Recopiez intégralement, ligne par ligne, la partie des données qui commence par la ligne contenant "If you could pick out the tree in" et va jusqu'à la fin des données, en ajoutant 10 à chacun des deux nombres de chaque paire de coordonnées.

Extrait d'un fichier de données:
□ □ □
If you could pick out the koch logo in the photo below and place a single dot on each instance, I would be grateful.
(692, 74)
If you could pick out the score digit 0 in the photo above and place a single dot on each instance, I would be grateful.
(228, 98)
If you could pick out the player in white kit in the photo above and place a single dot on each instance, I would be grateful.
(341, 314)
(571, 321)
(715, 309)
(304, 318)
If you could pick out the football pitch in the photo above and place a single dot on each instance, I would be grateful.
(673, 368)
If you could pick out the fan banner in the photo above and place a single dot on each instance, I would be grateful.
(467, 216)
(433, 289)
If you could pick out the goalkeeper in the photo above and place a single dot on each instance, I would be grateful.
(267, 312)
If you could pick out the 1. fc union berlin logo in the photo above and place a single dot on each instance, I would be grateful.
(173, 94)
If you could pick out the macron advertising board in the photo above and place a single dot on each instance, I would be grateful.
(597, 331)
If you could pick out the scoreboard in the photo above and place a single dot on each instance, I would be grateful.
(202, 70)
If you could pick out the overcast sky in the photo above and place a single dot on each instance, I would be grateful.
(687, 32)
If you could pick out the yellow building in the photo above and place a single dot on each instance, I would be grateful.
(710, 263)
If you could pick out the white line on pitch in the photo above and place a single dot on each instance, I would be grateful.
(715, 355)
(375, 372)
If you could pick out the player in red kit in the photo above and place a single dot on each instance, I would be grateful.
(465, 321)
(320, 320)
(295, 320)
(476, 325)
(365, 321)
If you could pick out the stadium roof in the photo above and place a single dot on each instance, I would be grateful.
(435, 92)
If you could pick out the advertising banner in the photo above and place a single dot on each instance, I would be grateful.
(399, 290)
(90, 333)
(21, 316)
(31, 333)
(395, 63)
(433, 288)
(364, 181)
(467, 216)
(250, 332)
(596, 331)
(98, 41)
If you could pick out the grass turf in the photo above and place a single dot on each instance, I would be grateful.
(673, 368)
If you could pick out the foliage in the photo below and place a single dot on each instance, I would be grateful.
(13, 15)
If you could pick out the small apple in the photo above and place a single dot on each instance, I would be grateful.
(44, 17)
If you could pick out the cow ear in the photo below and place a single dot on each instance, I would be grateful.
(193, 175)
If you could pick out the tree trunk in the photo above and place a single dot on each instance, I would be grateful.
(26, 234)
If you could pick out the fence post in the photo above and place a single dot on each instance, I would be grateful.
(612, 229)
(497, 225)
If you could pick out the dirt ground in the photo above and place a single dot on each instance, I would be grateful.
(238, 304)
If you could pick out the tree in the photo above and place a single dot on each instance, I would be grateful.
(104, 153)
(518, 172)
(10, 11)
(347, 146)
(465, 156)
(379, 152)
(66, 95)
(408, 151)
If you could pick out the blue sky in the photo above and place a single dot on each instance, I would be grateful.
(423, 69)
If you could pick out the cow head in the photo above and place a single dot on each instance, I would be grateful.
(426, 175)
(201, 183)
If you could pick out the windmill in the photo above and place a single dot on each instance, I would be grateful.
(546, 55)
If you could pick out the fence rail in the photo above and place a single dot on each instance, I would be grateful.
□ □ □
### Réponse complète
If you could pick out the tree in the photo above and place a single dot on each instance, I would be grateful.
(114, 163)
(528, 182)
(20, 21)
(357, 156)
(475, 166)
(389, 162)
(76, 105)
(418, 161)
If you could pick out the blue sky in the photo above and place a single dot on each instance, I would be grateful.
(433, 79)
If you could pick out the cow head in the photo above and place a single dot on each instance, I would be grateful.
(436, 185)
(211, 193)
If you could pick out the windmill in the photo above and place a single dot on each instance, I would be grateful.
(556, 65)
If you could pick out the fence rail in the photo above and place a single dot on each instance, I would be grateful.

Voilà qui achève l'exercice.